# Required tasks:
a. Translate this sentence from the news report below into Spanish: "Taleban insurgents routinely exaggerate the death toll in attacks on Afghan government and military targets."
b. Copy the news report below from "The massive blast, in" to "two years ago.".

An AFGHAN military helicopter crashed in a remote region of the southern Zabul province yesterday, killing 17 soldiers, including five crew members.
Provincial police chief Mirwais Noorzai said the cause of the crash was not yet known and was under investigation.
The Defence Ministry said the crash was believed to be caused by a technical problem, but provided no further details.
Afzal Aman, the defence ministry’s chief of operations, described it as “the worst calamity to hit the air force.”
He confirmed the casualty figure, and said the dead included a unit commander and 11 soldiers, as well as the crew.
Mohammad Qasim Khan, the Shinkay district chief, confirmed the death toll, with an army commander saying an official delegation had been dispatched to the area to investigate the incident.
Aircraft crashes have been a regular risk for Afghan and foreign coalition forces, with troops relying heavily on air transport to traverse the country’s rugged terrain to fight the Taleban.
The Afghan military has been fighting the Taleban-led insurgency alone since US and Nato forces concluded their combat mission at the end of last year, shifting to a support and training role instead.
Mr Aman said the helicopter was a Russian-made M-17, and was flying between Zabul’s capital Qalat and Shinkay, 12 miles away. The Taleban issued a statement on their website taking responsibility.
Meanwhile, in eastern Logar province, a suicide bomber driving an explosives-laden truck detonated his payload outside provincial government offices, killing eight people and wounding another 12.
Din Mohammad Darwish, spokesman for the governor of Logar province, near Kabul, said the dead from yesterday’s attack included three police officers and five civilians. Five police were among the wounded.
The massive blast, in provincial capital Puli Alam, blew out windows in buildings 500 metres away, he said.
The Taleban insurgency is currently in turmoil, following confirmation of the death of its leader, Mullah Mohammad Omar. Afghan authorities said he died in a Pakistani hospital more than two years ago.
Afghan interior ministry said the bombing yesterday was the first suicide attack since the Taleban confirmed the death of Omar, who led the militant movement for about 20 years.
The Taleban claimed responsibility for the attack, with spokesman Zabiullah Mujahid saying a “Mazda truck packed with heavy explosives – killed more than 100 security personnel”.
Taleban insurgents routinely exaggerate the death toll in attacks on Afghan government and military targets.
However, in a rare admission, Mujahid said “some civilians may have been wounded as a result of broken glass”.
The Taleban do not usually claim responsibility for attacks which result in a large number of civilian casualties.
The bombing coincides with a faltering peace process, with the Taleban confronted by an increasingly bitter power transition after Mullah Akhtar Mansoor was announced as the new leader last Friday.

# Material provided:

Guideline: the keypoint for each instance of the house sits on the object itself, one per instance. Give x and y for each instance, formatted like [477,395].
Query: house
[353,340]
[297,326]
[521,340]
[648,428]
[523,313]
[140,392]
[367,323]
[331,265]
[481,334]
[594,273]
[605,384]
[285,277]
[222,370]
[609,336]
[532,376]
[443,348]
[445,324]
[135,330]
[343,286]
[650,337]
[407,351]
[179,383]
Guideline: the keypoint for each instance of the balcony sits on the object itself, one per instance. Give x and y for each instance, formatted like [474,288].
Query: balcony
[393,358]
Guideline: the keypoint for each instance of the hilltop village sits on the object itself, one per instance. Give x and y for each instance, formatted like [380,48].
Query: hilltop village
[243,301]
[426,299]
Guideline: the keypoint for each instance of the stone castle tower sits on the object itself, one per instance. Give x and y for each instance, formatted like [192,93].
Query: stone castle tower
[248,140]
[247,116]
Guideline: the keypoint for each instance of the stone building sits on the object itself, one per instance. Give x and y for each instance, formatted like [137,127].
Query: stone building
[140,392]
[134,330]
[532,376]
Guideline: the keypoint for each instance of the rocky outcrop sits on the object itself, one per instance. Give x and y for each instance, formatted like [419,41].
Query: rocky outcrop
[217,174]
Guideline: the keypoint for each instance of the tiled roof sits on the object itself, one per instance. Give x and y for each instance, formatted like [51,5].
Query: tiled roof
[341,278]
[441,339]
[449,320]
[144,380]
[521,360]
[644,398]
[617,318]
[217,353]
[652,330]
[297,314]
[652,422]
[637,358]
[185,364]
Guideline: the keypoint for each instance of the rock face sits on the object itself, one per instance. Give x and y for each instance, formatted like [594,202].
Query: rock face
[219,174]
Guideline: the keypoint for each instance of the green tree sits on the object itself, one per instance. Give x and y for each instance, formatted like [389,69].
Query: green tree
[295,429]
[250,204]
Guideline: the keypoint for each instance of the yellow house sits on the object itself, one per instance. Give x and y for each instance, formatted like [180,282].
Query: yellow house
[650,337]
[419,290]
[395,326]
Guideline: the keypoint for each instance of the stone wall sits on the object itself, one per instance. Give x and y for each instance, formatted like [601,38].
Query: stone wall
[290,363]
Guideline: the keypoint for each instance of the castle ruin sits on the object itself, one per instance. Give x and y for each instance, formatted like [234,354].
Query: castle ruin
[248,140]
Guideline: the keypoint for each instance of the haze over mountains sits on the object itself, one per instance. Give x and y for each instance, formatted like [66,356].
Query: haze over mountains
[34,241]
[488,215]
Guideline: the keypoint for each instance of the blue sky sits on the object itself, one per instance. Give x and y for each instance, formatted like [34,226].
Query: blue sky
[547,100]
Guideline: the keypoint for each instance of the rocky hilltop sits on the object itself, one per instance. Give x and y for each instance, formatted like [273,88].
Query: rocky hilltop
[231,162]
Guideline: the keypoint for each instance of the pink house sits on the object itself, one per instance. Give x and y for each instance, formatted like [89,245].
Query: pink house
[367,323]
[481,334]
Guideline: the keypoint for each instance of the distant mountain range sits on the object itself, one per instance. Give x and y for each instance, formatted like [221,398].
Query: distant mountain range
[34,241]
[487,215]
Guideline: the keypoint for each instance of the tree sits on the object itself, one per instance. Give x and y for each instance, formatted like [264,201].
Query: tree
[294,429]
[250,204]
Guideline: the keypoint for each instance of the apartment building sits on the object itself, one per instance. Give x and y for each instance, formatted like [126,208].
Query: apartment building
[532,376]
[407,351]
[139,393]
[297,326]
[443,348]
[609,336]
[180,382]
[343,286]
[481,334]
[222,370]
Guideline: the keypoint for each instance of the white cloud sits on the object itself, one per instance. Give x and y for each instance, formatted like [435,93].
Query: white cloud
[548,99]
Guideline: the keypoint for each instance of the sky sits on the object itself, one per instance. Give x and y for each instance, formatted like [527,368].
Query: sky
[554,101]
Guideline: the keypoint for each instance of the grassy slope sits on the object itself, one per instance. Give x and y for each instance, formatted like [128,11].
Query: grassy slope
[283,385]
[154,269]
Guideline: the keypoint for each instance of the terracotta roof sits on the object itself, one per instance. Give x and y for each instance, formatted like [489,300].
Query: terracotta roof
--
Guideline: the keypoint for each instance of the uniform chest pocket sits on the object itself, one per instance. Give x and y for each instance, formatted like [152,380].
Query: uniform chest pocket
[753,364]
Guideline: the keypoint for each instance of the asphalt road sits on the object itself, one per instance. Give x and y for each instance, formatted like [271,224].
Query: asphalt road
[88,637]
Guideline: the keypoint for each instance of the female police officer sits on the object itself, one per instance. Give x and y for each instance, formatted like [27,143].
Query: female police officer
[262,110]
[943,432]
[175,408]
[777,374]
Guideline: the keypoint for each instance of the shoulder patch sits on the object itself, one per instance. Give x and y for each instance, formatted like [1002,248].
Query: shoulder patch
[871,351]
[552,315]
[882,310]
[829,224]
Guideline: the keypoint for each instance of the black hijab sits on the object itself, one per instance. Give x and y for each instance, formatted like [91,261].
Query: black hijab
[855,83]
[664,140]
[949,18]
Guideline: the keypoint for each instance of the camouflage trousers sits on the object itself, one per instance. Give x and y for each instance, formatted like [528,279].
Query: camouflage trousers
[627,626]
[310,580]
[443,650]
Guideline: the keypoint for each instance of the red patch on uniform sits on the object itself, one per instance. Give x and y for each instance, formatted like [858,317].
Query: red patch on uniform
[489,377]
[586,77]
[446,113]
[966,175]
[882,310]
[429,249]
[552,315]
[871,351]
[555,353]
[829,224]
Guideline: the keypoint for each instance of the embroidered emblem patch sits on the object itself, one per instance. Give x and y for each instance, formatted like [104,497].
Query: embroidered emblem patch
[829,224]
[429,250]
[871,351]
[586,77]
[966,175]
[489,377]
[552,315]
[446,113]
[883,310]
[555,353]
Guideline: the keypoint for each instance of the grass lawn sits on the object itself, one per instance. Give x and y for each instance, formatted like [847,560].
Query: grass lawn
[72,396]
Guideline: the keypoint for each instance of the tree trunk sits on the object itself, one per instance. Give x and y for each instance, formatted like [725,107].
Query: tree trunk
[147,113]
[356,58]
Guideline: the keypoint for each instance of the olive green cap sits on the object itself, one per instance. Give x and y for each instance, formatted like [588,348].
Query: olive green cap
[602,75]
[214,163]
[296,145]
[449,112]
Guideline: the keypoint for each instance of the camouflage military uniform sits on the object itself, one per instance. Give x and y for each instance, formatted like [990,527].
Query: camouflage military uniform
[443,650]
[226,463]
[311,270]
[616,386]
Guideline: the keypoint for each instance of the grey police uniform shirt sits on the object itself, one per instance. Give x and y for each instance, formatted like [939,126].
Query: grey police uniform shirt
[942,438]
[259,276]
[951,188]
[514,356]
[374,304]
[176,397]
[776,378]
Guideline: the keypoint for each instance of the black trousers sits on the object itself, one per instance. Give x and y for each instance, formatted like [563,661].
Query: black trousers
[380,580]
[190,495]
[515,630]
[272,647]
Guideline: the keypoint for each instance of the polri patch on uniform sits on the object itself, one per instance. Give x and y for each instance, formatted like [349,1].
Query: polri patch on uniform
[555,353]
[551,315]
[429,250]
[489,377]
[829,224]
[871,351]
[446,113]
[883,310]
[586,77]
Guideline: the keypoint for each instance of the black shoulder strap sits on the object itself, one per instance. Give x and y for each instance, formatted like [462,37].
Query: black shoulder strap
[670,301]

# Solved problems:
a. Los insurgentes talibanes exageran habitualmente el número de muertos en los ataques contra objetivos del gobierno y del ejército afganos.

b.
The massive blast, in provincial capital Puli Alam, blew out windows in buildings 500 metres away, he said.
The Taleban insurgency is currently in turmoil, following confirmation of the death of its leader, Mullah Mohammad Omar. Afghan authorities said he died in a Pakistani hospital more than two years ago.